EXERCISE DESCRIPTION: What you write should be an exact copy of the material, from its first line through the line containing "the ornate street light".

Start of Block

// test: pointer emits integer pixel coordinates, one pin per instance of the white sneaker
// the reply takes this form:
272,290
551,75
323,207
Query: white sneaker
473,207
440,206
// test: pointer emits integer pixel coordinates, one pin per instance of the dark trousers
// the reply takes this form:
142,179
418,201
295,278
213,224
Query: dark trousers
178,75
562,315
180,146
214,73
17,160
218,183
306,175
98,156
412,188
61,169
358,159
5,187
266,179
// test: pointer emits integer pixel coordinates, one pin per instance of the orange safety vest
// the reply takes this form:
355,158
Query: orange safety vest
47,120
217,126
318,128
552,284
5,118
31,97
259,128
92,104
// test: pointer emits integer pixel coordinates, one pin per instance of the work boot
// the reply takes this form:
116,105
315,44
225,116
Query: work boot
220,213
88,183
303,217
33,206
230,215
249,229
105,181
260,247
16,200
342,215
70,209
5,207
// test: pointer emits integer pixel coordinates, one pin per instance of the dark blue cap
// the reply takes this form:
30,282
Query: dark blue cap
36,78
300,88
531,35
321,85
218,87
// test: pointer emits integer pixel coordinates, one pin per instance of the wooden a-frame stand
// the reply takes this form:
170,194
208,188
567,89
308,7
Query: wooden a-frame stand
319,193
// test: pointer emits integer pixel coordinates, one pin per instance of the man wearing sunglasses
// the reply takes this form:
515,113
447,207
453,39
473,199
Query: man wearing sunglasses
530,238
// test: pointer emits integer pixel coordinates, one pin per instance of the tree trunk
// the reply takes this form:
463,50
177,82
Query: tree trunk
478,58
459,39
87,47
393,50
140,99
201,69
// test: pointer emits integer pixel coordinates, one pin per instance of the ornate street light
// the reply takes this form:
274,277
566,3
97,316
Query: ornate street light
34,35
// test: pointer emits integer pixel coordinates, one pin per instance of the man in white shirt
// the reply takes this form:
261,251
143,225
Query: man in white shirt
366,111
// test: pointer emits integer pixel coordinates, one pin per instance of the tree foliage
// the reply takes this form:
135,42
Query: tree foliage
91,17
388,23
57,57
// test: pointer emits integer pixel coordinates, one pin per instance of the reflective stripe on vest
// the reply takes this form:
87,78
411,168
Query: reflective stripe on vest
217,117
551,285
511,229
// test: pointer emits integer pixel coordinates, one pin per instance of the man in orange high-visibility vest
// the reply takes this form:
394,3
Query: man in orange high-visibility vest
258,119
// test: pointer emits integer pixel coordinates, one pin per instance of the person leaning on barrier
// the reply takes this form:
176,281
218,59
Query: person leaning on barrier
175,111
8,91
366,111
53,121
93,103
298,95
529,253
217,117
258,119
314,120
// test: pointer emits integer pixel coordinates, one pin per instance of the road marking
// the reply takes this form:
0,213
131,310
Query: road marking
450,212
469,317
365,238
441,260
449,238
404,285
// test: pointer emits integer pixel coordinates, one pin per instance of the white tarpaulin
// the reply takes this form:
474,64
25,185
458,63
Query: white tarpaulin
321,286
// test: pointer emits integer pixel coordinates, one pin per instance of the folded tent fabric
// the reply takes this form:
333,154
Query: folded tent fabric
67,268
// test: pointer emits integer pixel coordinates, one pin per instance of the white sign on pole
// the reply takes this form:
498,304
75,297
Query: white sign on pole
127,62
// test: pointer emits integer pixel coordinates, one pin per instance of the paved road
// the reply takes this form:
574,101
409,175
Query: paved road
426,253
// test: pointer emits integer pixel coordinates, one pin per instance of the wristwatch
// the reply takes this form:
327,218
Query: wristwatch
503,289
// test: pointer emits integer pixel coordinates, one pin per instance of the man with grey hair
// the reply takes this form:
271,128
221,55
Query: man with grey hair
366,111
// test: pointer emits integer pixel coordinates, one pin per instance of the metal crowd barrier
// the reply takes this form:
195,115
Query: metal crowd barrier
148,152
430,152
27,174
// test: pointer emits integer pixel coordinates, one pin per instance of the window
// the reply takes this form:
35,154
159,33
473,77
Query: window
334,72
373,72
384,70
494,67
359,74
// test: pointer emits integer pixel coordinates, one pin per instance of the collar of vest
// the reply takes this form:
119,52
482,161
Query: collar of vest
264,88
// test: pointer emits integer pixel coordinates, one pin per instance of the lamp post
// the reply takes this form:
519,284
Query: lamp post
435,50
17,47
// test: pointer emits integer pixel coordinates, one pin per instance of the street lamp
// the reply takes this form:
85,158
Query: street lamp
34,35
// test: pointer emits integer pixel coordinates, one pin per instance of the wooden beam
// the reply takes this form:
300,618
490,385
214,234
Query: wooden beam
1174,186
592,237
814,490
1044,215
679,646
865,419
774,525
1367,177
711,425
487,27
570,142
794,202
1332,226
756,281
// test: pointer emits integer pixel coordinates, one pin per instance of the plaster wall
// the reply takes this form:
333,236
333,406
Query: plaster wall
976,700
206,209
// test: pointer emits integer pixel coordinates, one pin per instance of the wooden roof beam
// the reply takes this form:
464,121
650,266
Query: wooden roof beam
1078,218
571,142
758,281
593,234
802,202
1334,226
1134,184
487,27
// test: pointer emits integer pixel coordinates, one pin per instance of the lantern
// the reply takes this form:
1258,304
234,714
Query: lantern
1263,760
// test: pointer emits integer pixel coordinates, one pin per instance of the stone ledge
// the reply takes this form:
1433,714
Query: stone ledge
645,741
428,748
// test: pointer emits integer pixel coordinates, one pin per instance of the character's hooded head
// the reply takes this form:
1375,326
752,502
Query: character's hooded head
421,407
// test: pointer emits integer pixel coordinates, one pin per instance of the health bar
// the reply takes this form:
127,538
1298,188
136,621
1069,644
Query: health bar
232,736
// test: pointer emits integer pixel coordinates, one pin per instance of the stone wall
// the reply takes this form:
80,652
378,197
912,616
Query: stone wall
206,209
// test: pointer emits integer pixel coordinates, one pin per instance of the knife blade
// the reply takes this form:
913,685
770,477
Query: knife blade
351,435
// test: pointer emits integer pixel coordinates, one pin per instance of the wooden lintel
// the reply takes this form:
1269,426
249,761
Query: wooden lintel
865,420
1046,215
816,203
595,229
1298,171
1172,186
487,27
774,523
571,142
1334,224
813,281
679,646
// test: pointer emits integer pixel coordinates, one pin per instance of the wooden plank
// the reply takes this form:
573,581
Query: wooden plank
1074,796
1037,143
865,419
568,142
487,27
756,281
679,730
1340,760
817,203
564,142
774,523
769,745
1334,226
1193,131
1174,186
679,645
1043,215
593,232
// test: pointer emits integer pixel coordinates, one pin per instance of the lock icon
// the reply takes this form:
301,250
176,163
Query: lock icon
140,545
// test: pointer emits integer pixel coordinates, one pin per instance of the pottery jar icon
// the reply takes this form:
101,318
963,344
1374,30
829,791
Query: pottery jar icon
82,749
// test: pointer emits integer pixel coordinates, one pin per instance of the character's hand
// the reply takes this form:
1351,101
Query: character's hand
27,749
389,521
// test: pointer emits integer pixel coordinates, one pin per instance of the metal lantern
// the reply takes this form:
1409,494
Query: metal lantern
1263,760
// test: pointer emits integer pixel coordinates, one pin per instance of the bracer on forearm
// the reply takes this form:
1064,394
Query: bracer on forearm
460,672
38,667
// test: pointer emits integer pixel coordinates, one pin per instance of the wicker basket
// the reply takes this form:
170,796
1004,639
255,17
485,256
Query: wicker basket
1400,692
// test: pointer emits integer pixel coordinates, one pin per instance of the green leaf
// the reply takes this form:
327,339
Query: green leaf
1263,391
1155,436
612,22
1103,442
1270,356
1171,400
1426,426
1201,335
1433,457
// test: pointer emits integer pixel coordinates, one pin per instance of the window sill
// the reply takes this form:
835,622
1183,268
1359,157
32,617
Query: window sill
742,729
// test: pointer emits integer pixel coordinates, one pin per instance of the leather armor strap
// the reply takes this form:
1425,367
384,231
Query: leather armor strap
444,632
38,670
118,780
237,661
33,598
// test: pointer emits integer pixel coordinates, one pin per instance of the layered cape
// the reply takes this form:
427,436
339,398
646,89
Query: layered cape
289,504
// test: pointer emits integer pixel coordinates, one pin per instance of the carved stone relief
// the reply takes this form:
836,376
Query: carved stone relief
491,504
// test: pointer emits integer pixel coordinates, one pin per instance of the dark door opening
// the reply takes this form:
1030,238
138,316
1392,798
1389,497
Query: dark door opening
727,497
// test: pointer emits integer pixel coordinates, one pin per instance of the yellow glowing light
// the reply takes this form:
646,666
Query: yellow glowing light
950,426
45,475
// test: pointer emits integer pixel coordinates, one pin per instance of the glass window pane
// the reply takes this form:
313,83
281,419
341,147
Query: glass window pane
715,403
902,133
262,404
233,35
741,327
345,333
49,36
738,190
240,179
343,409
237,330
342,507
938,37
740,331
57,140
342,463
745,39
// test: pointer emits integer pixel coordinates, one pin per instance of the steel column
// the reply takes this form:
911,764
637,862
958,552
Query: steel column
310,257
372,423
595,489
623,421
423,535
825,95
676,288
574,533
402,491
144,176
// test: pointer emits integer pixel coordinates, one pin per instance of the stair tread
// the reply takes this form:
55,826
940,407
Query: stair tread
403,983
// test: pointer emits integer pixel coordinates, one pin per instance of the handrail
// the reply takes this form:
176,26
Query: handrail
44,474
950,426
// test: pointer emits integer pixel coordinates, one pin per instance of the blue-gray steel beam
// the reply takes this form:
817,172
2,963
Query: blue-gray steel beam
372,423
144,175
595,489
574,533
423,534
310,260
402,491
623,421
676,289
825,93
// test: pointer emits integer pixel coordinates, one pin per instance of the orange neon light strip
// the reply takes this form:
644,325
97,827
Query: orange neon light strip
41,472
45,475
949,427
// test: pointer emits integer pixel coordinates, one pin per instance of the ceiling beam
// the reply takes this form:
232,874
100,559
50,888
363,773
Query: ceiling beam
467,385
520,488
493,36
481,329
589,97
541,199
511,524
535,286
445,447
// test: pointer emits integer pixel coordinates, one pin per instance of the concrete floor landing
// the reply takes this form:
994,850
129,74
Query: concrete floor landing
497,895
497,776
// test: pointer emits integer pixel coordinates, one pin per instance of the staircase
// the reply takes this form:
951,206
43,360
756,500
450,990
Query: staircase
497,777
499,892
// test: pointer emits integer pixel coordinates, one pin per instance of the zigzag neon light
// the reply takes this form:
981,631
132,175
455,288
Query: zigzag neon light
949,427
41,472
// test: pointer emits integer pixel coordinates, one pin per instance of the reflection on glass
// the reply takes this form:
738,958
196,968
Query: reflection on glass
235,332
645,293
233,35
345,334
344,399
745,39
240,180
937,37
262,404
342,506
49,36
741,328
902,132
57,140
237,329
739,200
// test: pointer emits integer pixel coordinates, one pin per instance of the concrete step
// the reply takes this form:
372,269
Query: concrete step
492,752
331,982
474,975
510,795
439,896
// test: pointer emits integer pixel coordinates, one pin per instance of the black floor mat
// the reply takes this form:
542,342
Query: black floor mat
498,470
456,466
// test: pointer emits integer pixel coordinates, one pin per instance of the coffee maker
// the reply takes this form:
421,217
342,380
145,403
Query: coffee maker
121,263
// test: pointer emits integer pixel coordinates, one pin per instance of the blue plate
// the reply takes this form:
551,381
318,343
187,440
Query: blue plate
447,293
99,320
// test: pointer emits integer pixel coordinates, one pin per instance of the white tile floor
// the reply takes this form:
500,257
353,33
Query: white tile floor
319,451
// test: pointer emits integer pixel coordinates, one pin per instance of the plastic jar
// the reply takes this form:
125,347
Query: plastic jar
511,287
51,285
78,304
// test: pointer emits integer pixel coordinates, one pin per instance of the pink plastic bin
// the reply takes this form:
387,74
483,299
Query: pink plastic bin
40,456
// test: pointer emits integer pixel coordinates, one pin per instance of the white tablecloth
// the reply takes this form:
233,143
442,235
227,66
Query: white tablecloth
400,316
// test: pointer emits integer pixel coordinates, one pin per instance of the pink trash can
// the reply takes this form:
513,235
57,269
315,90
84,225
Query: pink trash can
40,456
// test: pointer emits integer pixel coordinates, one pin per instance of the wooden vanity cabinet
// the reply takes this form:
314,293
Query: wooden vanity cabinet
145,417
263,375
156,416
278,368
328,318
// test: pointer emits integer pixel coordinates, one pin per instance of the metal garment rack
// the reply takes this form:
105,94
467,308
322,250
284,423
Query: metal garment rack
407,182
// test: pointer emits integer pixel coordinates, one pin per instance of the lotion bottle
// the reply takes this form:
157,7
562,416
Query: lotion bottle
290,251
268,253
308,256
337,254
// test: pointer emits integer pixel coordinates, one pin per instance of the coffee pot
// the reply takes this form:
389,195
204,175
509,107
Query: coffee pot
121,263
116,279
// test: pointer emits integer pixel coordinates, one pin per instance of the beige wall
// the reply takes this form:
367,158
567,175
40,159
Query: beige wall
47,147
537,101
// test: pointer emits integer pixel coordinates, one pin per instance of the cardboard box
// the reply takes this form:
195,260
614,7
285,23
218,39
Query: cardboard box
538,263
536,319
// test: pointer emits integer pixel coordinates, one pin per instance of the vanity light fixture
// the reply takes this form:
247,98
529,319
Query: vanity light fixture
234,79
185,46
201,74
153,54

End of Block

YOUR RESPONSE:
// test: pointer emits integer pixel coordinates, one pin per instance of the white sneaker
// the reply takes this form:
272,290
551,75
323,207
Query: white sneaker
473,207
440,206
// test: pointer emits integer pixel coordinates, one pin per instance of the dark trousers
// the reply takes this form:
142,179
418,201
295,278
213,224
Query: dark trousers
178,75
562,315
180,146
214,73
17,160
218,183
306,175
98,156
412,188
61,169
358,159
5,187
266,179
// test: pointer emits integer pixel coordinates, one pin per instance of the orange safety vest
// the reply takes this form:
355,158
Query: orange safety vest
47,120
217,126
318,128
552,284
5,118
31,97
259,128
92,104
// test: pointer emits integer pixel coordinates, one pin per instance of the work boot
// the reply takes this form:
116,105
315,44
225,116
Query: work boot
220,213
88,183
303,217
33,206
230,215
249,229
105,181
260,247
16,200
342,215
70,209
5,207
// test: pointer emits integer pixel coordinates, one pin per instance of the dark blue cap
// the reply takes this form:
30,282
Query: dark blue cap
36,78
300,88
531,35
321,85
218,87
// test: pointer emits integer pixel coordinates, one pin per instance of the wooden a-frame stand
// the reply takes this form:
170,194
208,188
567,89
308,7
Query: wooden a-frame stand
319,193
// test: pointer emits integer pixel coordinates, one pin per instance of the man wearing sunglasses
// the reply takes this form:
515,113
447,207
453,39
473,199
Query: man wearing sunglasses
530,238
// test: pointer emits integer pixel coordinates, one pin per instance of the tree trunk
// the reply takes this form:
463,50
177,82
Query: tree trunk
478,58
459,39
87,47
393,50
140,99
201,69
// test: pointer emits integer pixel coordinates, one pin per instance of the ornate street light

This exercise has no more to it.